◆ **Direction**: Which lines in the listing below contain the word "tree"? Pick out each one and copy it.

##############################

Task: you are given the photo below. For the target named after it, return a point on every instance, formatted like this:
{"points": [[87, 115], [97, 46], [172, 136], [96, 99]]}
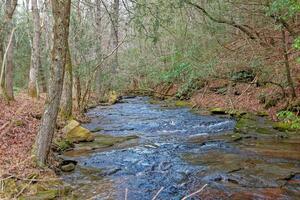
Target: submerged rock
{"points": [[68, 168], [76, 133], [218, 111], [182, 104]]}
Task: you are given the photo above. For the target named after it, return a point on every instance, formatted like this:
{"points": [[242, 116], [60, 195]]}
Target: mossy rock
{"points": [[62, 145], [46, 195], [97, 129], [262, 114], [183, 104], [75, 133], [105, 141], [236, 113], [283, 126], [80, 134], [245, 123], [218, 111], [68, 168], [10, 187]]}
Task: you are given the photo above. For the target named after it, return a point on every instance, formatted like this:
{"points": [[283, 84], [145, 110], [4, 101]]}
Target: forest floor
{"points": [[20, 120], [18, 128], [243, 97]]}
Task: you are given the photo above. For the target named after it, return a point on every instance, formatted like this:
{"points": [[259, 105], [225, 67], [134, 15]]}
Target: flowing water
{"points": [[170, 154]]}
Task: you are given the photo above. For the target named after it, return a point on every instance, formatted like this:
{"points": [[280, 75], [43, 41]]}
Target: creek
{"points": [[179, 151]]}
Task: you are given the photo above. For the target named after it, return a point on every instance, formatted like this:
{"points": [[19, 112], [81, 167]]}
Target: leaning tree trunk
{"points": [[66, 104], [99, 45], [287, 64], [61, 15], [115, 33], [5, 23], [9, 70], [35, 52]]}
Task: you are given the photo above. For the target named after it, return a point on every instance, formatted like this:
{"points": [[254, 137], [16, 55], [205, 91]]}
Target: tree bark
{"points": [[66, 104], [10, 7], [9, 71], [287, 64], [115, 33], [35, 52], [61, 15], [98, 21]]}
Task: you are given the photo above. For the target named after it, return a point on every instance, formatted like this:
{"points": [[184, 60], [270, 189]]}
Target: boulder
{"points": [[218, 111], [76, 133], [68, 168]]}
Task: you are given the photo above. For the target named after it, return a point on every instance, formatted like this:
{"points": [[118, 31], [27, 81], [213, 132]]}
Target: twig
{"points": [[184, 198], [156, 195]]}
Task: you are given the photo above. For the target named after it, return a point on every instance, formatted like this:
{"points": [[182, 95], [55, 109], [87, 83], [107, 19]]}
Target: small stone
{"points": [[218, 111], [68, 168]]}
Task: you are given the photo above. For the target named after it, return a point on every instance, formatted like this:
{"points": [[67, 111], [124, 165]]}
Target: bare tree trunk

##############################

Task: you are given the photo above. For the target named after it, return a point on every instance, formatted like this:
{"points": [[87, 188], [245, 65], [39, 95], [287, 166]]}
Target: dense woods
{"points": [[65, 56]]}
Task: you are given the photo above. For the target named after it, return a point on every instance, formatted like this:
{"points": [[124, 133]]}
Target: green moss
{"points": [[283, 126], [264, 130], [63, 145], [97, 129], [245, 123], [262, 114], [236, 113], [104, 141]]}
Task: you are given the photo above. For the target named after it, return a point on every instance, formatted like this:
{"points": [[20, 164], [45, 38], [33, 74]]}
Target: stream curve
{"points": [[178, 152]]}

##############################

◆ **Answer to this exercise**:
Target: leaning tree trunk
Target: tree bark
Target: bare tree trunk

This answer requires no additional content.